Gather every line in the listing below that contains the string "antenna", and copy each one in full. Case counts.

:: INPUT MATERIAL ::

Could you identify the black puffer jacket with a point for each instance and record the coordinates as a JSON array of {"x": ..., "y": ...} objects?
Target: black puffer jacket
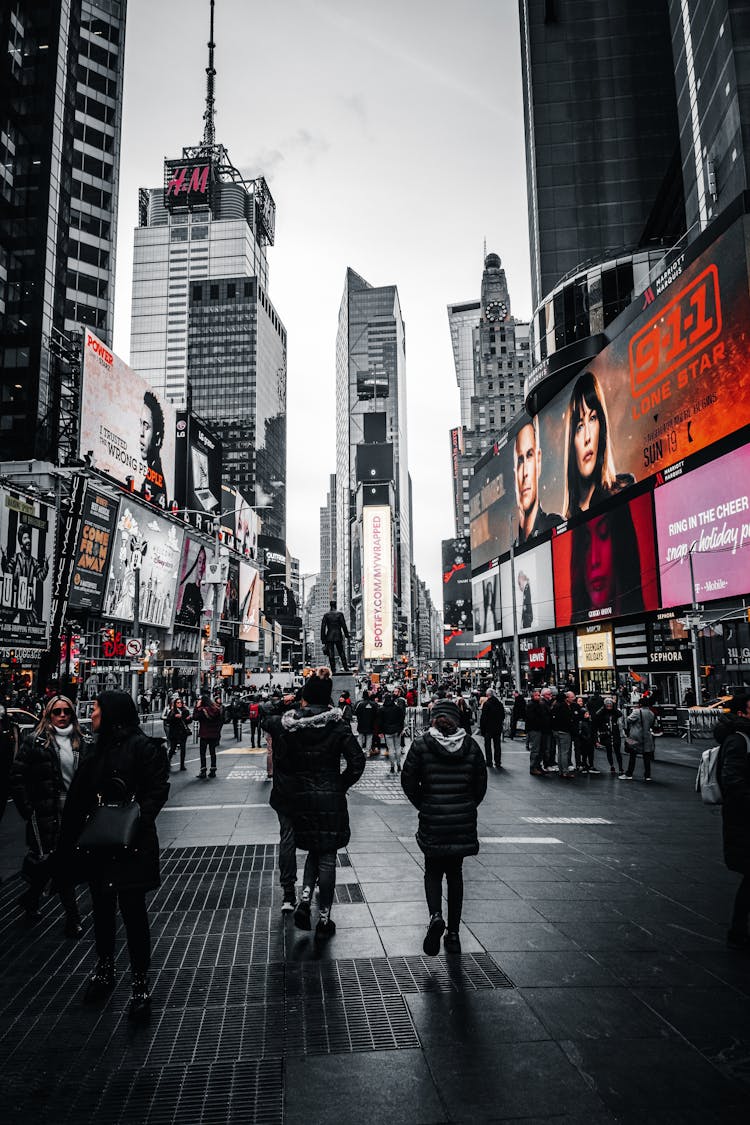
[
  {"x": 446, "y": 788},
  {"x": 314, "y": 740},
  {"x": 143, "y": 765},
  {"x": 734, "y": 781},
  {"x": 36, "y": 786}
]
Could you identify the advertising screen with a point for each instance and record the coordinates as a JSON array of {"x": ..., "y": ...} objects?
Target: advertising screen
[
  {"x": 93, "y": 550},
  {"x": 193, "y": 593},
  {"x": 708, "y": 507},
  {"x": 145, "y": 538},
  {"x": 666, "y": 387},
  {"x": 457, "y": 583},
  {"x": 250, "y": 603},
  {"x": 607, "y": 566},
  {"x": 197, "y": 471},
  {"x": 27, "y": 552},
  {"x": 127, "y": 431},
  {"x": 378, "y": 583},
  {"x": 534, "y": 590}
]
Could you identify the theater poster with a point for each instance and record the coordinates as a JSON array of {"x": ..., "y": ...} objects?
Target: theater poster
[
  {"x": 666, "y": 387},
  {"x": 27, "y": 552}
]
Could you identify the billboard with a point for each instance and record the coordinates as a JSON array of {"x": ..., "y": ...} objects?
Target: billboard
[
  {"x": 127, "y": 431},
  {"x": 534, "y": 590},
  {"x": 27, "y": 552},
  {"x": 707, "y": 510},
  {"x": 666, "y": 387},
  {"x": 607, "y": 566},
  {"x": 197, "y": 471},
  {"x": 92, "y": 550},
  {"x": 377, "y": 583},
  {"x": 250, "y": 603},
  {"x": 457, "y": 583},
  {"x": 193, "y": 594},
  {"x": 143, "y": 537}
]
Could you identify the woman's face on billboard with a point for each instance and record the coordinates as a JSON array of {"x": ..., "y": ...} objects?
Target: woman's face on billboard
[
  {"x": 586, "y": 440},
  {"x": 598, "y": 564}
]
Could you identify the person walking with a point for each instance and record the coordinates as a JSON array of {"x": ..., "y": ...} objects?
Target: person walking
[
  {"x": 610, "y": 732},
  {"x": 732, "y": 732},
  {"x": 639, "y": 739},
  {"x": 491, "y": 720},
  {"x": 314, "y": 739},
  {"x": 39, "y": 783},
  {"x": 444, "y": 777},
  {"x": 209, "y": 716},
  {"x": 178, "y": 729},
  {"x": 126, "y": 763},
  {"x": 390, "y": 722}
]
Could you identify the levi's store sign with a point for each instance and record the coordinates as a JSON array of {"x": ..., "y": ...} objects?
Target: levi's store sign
[{"x": 187, "y": 185}]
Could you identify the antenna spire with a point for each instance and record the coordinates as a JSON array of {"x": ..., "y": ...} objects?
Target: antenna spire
[{"x": 209, "y": 133}]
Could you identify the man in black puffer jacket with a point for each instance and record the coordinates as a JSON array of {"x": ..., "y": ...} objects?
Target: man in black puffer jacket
[
  {"x": 732, "y": 731},
  {"x": 308, "y": 745},
  {"x": 444, "y": 776}
]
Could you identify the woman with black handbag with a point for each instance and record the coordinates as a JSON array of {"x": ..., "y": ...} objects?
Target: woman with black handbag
[
  {"x": 127, "y": 765},
  {"x": 41, "y": 780}
]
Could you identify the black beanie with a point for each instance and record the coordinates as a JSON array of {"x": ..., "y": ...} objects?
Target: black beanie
[{"x": 317, "y": 690}]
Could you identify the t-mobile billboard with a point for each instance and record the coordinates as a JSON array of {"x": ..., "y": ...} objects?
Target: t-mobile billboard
[
  {"x": 127, "y": 432},
  {"x": 377, "y": 583},
  {"x": 708, "y": 512}
]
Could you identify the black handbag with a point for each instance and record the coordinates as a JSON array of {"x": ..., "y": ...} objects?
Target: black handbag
[{"x": 111, "y": 828}]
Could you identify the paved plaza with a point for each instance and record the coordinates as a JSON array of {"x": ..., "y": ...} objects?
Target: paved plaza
[{"x": 595, "y": 984}]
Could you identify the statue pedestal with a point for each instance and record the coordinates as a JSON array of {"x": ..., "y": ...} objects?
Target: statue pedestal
[{"x": 342, "y": 682}]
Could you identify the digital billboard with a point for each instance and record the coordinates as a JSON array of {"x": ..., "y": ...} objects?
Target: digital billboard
[
  {"x": 534, "y": 590},
  {"x": 457, "y": 583},
  {"x": 250, "y": 603},
  {"x": 666, "y": 387},
  {"x": 607, "y": 566},
  {"x": 707, "y": 510},
  {"x": 377, "y": 583},
  {"x": 127, "y": 430},
  {"x": 197, "y": 471},
  {"x": 193, "y": 593},
  {"x": 92, "y": 550},
  {"x": 27, "y": 552},
  {"x": 147, "y": 549}
]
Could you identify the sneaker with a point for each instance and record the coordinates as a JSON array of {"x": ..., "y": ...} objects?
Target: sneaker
[
  {"x": 289, "y": 900},
  {"x": 431, "y": 944},
  {"x": 452, "y": 943},
  {"x": 326, "y": 927}
]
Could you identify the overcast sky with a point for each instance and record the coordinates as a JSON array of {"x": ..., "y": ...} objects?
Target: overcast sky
[{"x": 391, "y": 136}]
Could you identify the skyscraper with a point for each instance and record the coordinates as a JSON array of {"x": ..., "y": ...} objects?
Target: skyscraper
[
  {"x": 372, "y": 466},
  {"x": 61, "y": 91},
  {"x": 204, "y": 329}
]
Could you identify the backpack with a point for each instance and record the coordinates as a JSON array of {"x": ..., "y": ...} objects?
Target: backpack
[{"x": 706, "y": 781}]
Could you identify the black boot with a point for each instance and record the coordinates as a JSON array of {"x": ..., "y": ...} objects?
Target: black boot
[
  {"x": 101, "y": 981},
  {"x": 139, "y": 1007}
]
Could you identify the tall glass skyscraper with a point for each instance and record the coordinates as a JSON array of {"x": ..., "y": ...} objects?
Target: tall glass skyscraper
[
  {"x": 61, "y": 96},
  {"x": 371, "y": 447}
]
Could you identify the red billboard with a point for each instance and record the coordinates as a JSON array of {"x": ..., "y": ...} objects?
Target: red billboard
[
  {"x": 666, "y": 387},
  {"x": 607, "y": 566}
]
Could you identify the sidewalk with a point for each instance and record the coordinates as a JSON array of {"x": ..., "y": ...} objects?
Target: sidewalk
[{"x": 595, "y": 984}]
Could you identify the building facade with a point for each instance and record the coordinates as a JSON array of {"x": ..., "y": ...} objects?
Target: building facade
[
  {"x": 372, "y": 469},
  {"x": 61, "y": 88}
]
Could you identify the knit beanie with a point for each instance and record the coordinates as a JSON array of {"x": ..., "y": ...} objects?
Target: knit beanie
[{"x": 318, "y": 687}]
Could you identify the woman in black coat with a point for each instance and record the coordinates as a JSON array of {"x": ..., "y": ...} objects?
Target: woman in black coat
[
  {"x": 732, "y": 731},
  {"x": 444, "y": 776},
  {"x": 308, "y": 744},
  {"x": 42, "y": 775},
  {"x": 126, "y": 763}
]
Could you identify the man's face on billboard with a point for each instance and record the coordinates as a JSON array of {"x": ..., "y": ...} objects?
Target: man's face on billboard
[{"x": 529, "y": 459}]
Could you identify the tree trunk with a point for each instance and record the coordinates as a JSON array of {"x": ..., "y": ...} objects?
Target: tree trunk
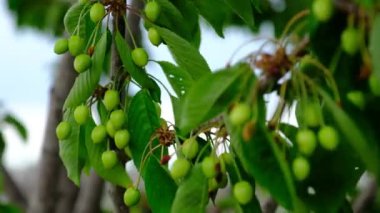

:::

• **ANSWER FOR THE TASK**:
Could you identify the antenna spire with a point for each instance and record the coordinates as a JSON array of {"x": ..., "y": ...} objects?
Target: antenna spire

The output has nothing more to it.